EXERCISE GOAL – Keep to one stretch of the data below, the lines from the one with "Target: metal pillar base" up to and including the one with "Where can the cast", and return that stretch exactly.

EXTRACTED RECORDS –
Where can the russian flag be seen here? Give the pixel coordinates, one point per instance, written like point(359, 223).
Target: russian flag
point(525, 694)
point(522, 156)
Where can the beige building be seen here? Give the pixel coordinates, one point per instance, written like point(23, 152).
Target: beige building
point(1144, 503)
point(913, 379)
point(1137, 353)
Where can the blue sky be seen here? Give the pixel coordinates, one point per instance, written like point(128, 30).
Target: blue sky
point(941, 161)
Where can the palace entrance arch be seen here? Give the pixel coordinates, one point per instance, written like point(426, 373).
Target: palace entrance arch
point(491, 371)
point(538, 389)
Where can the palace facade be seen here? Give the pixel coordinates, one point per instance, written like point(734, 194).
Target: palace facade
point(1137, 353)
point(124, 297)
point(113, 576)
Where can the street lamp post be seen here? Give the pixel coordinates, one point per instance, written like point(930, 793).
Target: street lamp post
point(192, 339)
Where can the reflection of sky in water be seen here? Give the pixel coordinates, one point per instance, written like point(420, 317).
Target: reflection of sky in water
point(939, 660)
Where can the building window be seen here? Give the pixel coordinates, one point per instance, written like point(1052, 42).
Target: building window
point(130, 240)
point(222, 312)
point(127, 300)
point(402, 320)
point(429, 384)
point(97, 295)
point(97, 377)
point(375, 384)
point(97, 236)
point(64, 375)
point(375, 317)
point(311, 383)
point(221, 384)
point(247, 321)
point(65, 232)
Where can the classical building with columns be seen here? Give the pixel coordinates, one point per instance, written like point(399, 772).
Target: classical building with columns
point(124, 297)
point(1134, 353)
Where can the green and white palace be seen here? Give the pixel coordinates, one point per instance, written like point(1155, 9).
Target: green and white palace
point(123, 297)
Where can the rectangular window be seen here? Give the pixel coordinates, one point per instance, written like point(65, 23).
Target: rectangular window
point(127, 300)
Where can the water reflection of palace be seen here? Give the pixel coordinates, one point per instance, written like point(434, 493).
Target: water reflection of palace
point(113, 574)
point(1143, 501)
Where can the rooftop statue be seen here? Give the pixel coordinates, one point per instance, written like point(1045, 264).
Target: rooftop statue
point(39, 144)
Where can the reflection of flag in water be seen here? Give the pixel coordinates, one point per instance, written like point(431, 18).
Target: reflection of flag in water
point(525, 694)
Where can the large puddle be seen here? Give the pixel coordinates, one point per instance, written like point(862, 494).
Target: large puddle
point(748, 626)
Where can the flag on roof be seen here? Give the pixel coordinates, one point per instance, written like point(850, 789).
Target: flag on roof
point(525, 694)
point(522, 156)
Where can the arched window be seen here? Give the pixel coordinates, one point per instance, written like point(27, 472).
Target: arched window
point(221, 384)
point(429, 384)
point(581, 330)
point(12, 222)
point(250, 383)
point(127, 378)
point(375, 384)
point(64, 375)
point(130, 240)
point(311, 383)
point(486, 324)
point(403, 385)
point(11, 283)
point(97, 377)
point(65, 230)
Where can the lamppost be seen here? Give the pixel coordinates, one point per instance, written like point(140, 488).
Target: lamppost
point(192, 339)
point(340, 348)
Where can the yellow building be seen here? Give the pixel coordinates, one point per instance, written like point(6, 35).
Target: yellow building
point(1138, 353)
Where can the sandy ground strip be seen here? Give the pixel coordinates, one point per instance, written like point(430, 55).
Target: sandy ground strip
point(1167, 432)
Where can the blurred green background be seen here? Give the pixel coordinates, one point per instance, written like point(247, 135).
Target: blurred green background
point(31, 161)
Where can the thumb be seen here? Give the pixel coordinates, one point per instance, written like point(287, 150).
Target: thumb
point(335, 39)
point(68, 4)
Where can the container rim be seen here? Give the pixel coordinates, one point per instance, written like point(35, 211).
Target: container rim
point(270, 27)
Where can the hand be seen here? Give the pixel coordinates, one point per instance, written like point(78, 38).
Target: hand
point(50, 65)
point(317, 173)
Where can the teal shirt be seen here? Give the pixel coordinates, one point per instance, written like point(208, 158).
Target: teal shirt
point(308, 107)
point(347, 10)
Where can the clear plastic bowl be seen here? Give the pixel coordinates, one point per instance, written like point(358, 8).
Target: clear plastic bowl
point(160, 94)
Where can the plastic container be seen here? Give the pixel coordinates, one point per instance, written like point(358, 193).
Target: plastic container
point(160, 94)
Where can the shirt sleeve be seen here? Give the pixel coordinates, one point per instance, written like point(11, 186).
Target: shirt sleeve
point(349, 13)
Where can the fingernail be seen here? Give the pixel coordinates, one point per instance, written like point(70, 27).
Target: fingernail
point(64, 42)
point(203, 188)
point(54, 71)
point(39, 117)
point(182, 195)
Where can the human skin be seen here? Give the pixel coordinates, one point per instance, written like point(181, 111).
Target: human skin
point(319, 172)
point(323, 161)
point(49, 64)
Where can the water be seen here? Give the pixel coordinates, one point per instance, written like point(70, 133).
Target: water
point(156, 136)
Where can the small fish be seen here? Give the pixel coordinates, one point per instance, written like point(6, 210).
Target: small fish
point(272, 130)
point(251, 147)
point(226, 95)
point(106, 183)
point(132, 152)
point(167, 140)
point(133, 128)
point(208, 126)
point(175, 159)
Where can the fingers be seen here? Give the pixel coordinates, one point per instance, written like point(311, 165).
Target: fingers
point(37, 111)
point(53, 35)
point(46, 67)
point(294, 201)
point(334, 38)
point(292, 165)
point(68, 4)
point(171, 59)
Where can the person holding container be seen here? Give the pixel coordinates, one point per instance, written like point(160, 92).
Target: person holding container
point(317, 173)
==
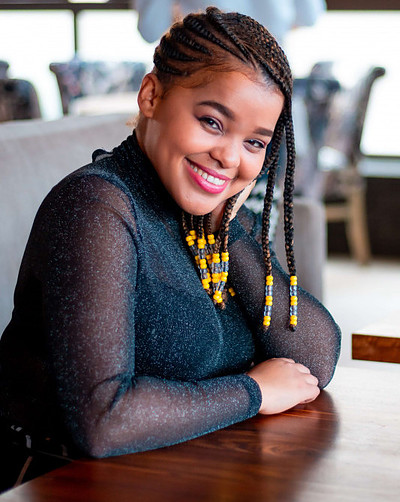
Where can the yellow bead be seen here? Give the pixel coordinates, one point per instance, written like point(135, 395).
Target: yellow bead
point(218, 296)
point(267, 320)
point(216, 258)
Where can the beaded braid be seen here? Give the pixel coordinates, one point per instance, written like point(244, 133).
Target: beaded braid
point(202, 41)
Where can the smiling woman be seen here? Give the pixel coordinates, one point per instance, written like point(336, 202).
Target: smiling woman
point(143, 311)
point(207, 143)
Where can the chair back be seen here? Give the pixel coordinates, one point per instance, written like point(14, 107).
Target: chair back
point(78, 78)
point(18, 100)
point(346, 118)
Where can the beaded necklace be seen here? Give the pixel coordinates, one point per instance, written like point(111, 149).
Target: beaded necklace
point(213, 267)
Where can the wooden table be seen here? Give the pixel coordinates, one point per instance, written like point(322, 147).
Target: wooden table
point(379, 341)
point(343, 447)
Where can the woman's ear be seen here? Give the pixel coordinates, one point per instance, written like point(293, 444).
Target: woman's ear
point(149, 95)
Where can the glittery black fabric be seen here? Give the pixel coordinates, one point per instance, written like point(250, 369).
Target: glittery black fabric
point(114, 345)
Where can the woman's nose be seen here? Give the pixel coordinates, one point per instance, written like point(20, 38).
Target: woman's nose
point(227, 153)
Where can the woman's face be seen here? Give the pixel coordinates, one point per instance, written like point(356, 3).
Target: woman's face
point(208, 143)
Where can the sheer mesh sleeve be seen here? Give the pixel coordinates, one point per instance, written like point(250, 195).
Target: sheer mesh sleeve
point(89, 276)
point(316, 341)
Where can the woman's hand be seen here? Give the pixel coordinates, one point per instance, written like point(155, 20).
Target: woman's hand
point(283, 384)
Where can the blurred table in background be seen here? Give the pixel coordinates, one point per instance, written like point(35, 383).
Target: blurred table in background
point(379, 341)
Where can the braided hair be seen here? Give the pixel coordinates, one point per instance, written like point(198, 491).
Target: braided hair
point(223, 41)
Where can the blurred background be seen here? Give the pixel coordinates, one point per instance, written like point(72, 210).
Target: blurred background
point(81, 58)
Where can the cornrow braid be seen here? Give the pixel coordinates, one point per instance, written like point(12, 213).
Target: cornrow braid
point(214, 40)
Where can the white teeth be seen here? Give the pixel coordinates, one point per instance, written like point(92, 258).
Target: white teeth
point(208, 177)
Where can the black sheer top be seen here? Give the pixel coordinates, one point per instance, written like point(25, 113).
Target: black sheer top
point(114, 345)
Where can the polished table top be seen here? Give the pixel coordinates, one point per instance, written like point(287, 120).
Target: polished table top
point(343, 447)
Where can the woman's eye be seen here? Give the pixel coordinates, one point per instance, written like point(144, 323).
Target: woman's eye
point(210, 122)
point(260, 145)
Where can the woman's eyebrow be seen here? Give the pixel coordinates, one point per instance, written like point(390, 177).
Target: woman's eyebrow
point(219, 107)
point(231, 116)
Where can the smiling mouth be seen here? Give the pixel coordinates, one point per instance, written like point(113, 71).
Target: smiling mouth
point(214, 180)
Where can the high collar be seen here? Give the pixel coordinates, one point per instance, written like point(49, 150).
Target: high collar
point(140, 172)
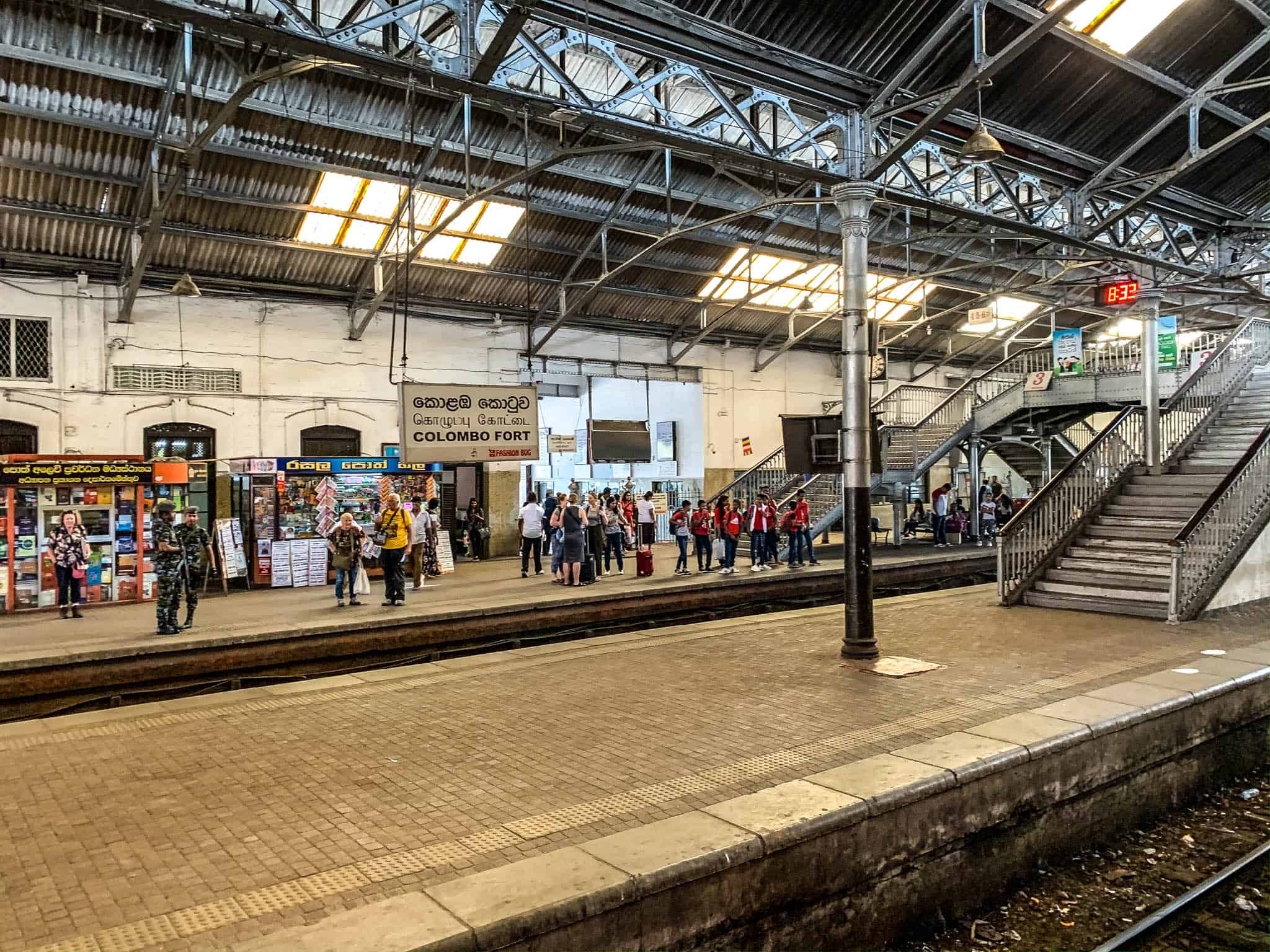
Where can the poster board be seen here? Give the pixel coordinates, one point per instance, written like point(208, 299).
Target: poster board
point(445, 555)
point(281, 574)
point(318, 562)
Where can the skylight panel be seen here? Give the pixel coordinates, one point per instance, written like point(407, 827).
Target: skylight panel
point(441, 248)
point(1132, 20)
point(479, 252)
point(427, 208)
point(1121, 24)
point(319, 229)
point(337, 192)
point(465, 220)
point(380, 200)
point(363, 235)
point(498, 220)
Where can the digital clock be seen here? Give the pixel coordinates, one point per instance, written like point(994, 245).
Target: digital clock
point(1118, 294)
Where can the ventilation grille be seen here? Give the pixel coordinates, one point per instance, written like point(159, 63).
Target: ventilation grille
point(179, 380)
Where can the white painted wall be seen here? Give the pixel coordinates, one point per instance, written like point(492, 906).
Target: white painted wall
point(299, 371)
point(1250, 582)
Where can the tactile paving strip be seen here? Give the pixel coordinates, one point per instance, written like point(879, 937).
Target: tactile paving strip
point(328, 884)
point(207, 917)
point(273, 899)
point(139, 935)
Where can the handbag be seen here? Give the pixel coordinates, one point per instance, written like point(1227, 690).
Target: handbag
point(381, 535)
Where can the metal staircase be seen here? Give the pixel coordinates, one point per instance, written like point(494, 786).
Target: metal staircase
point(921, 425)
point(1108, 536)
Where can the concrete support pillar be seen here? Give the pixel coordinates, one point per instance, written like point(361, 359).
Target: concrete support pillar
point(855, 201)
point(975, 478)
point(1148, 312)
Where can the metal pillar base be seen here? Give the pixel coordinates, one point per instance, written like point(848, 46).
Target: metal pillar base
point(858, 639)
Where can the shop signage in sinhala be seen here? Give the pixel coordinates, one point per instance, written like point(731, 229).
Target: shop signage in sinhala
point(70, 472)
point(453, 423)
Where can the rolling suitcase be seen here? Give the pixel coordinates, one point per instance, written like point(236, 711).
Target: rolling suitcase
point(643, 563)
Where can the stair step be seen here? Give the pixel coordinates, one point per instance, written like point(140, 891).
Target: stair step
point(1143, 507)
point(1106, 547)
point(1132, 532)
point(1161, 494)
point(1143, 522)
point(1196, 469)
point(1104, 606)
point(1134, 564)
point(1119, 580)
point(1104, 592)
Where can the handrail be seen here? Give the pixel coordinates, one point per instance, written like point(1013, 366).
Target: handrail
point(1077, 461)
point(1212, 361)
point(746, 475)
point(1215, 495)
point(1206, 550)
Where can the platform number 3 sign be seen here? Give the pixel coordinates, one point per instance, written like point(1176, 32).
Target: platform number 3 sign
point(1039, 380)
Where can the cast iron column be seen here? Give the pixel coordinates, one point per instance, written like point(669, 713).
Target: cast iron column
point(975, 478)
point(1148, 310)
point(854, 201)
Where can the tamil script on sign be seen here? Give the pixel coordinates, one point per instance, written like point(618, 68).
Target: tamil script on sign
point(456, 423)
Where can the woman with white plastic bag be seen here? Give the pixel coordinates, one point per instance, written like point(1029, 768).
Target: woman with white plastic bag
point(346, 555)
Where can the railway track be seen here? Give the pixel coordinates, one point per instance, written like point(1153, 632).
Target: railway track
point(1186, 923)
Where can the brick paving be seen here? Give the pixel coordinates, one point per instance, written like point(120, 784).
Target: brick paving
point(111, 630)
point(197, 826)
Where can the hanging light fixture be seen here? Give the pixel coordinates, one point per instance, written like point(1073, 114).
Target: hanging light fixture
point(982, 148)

ANSWER SPACE –
Target: metal pillar base
point(858, 639)
Where can the shop signage in sinhala be seen here? Give the pixel coordinates, one point per instance, written like point(731, 229).
Target: shop signage in sinhala
point(70, 472)
point(453, 423)
Where can the rolling suitcase be seen here? Give the pixel coordinates, one point per instance, written like point(236, 711).
Target: rolling suitcase
point(643, 563)
Where can the stair step be seen here? Give the pixel coordinates, one point per instance, written like point(140, 891).
Target: stair step
point(1143, 507)
point(1106, 547)
point(1132, 532)
point(1161, 494)
point(1143, 522)
point(1196, 469)
point(1104, 606)
point(1134, 564)
point(1119, 580)
point(1104, 592)
Where can the handrail be seen here? Give the pixel coordinates, one point per instance, written like point(1013, 366).
Target: handrail
point(1077, 461)
point(1212, 361)
point(746, 475)
point(1215, 495)
point(1206, 550)
Where can the platform number 3 sign be seen here? Give the pixel coordinates, one point per instance, written like point(1176, 32).
Target: platform number 3 sign
point(1039, 380)
Where can the cast iron column be seen here? Give the pixel coordinates, one point per instance, written like point(669, 713).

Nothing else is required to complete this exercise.